EXERCISE AIM
In the data that follows, find the line with "Reviewer note. Confirm that each instance of the diver's"; transcribe it, every later line up to the one with "Reviewer note. Confirm that each instance of the photographer", and that line as well, exactly and with no others.

[Natural language region descriptions]
▬▬▬▬▬▬▬▬▬▬

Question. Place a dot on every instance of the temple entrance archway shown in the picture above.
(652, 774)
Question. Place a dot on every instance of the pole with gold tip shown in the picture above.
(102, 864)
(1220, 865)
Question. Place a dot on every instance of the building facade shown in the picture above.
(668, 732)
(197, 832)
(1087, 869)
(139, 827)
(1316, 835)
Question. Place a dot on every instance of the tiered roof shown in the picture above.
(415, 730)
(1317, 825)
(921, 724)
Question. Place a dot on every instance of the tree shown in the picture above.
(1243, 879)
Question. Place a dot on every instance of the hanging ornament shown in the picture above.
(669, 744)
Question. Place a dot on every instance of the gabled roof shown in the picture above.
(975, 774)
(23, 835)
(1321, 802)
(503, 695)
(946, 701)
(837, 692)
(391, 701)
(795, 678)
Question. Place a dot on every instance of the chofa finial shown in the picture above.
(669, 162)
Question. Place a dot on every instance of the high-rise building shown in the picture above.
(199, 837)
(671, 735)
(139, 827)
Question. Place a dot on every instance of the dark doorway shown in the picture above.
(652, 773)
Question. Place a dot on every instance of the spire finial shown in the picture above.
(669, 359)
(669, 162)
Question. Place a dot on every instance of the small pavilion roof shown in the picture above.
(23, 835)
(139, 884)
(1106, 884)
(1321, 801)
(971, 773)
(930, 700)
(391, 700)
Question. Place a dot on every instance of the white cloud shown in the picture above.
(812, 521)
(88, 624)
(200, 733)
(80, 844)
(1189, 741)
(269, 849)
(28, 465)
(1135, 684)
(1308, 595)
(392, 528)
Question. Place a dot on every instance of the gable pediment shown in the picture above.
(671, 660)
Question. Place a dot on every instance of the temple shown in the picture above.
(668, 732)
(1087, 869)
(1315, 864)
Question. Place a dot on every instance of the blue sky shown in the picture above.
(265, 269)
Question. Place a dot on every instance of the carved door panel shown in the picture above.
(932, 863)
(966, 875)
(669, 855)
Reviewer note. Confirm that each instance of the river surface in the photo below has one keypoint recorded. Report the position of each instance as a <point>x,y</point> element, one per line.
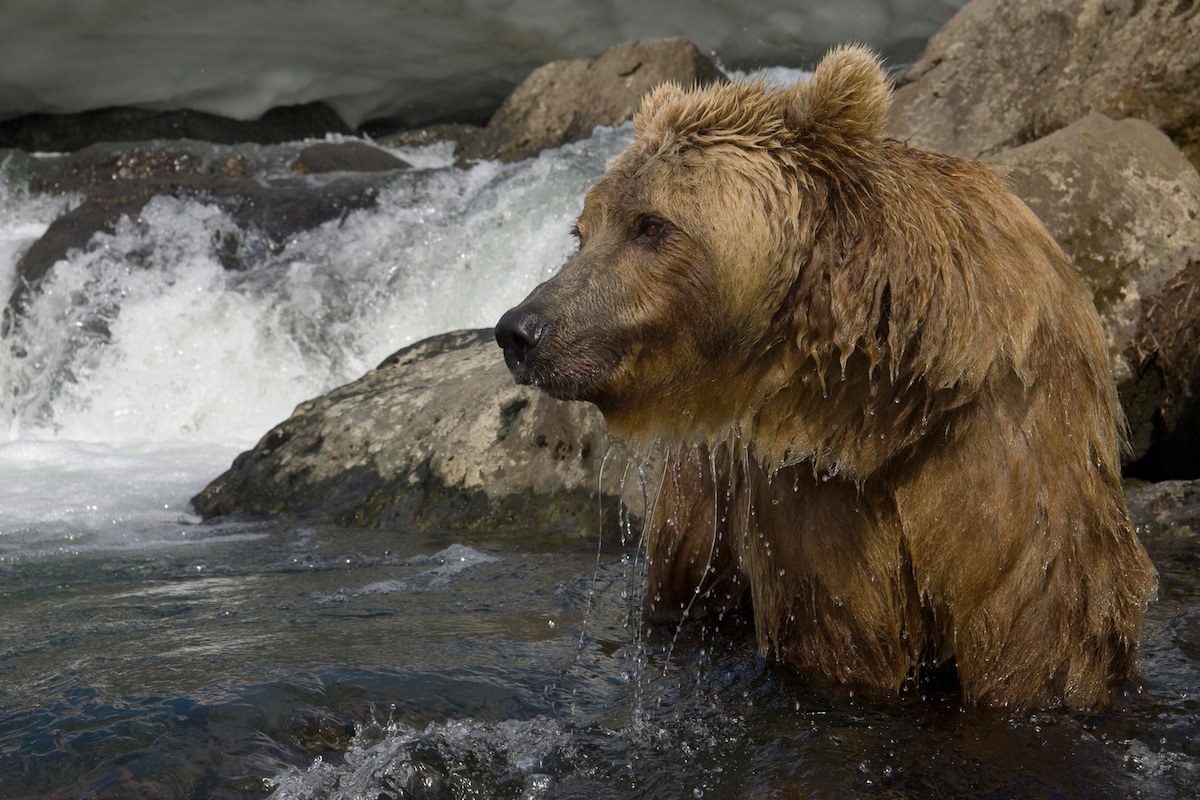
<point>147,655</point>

▬▬▬▬▬▬▬▬▬▬

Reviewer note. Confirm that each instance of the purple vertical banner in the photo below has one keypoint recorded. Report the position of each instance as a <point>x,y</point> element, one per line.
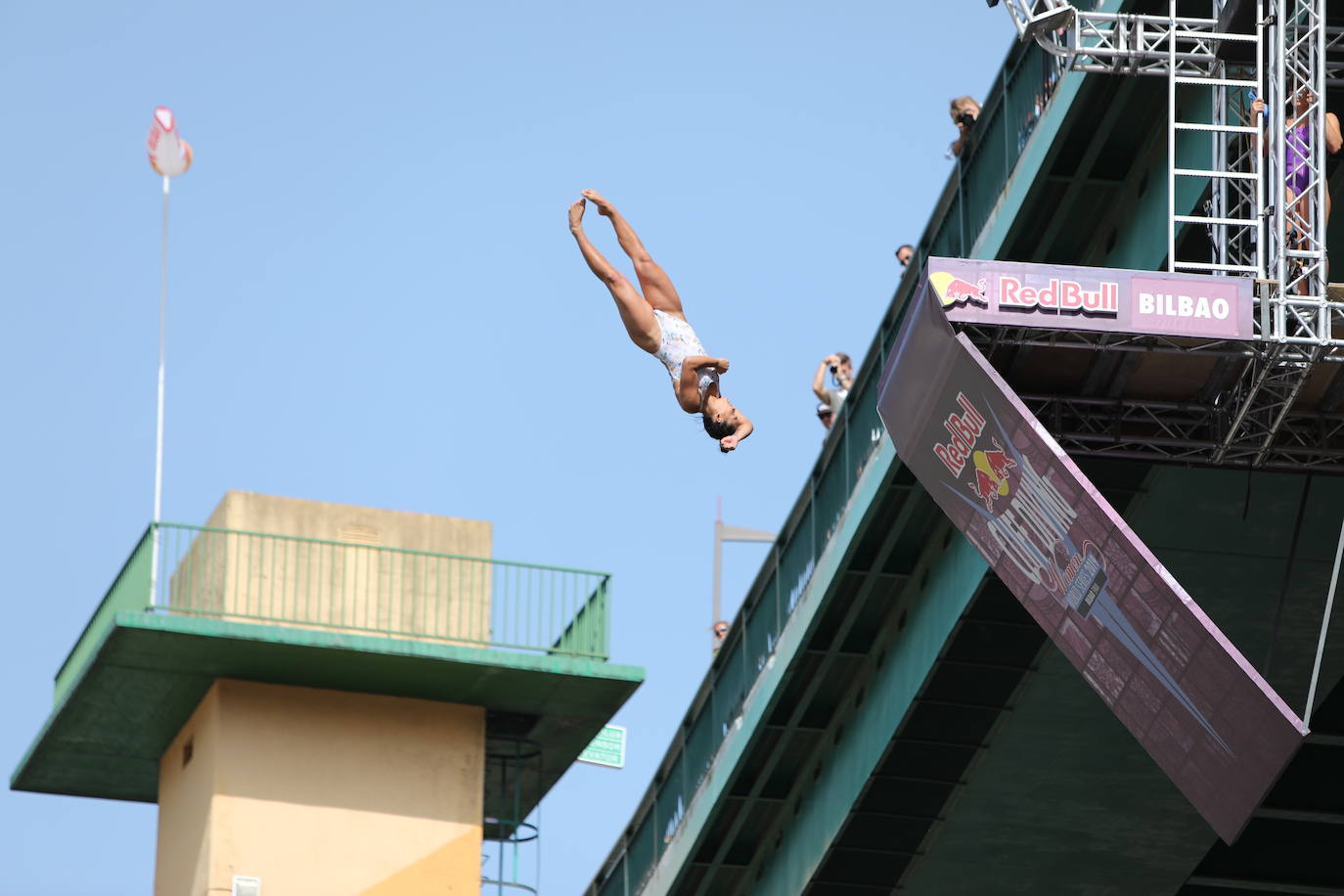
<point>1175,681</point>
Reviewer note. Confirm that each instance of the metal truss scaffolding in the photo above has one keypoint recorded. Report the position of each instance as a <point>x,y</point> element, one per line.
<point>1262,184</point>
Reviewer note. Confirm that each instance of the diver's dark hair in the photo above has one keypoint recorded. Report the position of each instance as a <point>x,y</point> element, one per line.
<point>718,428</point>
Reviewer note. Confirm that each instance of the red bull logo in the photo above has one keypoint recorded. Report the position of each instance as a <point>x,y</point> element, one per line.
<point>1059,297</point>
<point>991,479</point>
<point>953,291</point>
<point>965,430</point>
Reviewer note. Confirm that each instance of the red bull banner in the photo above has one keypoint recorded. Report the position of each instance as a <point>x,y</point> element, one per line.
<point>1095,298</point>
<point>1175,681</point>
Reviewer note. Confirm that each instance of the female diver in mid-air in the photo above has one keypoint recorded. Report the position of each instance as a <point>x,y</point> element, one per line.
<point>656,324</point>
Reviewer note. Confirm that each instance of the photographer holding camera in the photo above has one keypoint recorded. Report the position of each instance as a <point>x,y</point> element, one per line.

▬▬▬▬▬▬▬▬▬▬

YOUR SOLUTION
Reviewer note. Confirm that each instance of the diver's dark hair in the photo above has one keypoint recorded. Report the position of each instance as a <point>x,y</point> element, one per line.
<point>718,428</point>
Reviewer note. Confirm that each instance of the red bull logo in the photo above has one keypoint recorded. Report the position of each instance as a <point>x,y</point> element, one per line.
<point>1059,297</point>
<point>991,479</point>
<point>953,291</point>
<point>965,430</point>
Reviewer note. Confirm that each instance of the red bull banner in the photo above has one keypoint recorded. Report the position of each instance as a <point>x,y</point> element, one per line.
<point>1095,298</point>
<point>1175,681</point>
Reviewer note. Confirm that each instance of the female diver in mid-air in the photo above has one keypoint recorded. Report the position of each instance as a <point>x,y</point> element, one per line.
<point>656,324</point>
Reviewer note. Confirm that each instance of the photographer holding camera in the photo above has one keypoint recorded. Report the position of each instance as a <point>x,y</point> element, one per line.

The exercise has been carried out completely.